What to produce:
Count the lines in the records below that contain the string "backdrop". Matching is case-sensitive, and the reply should be only the number.

Given information:
-----

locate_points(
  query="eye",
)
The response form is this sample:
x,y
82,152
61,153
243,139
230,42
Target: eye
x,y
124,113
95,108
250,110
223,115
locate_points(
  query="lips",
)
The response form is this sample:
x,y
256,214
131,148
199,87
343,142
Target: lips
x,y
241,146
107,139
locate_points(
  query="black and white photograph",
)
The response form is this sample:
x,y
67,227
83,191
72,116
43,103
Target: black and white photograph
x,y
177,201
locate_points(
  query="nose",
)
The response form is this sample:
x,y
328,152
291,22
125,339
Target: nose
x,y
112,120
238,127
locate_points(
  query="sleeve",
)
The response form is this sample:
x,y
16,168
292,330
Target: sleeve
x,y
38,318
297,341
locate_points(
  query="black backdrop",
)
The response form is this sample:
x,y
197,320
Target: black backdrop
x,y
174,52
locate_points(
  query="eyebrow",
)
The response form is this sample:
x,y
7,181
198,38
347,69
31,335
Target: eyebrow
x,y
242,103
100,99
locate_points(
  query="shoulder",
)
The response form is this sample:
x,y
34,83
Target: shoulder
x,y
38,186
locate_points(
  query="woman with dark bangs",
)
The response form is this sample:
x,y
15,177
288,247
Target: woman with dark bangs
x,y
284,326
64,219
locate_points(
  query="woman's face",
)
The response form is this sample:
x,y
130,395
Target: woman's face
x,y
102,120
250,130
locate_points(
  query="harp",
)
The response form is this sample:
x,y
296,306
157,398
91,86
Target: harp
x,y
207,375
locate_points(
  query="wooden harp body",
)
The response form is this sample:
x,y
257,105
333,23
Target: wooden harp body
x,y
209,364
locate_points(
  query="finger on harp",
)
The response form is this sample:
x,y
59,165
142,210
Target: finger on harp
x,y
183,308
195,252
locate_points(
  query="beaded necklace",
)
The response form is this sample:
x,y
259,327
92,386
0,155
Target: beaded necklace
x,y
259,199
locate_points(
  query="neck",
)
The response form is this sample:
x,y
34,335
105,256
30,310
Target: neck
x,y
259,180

-----

Answer:
2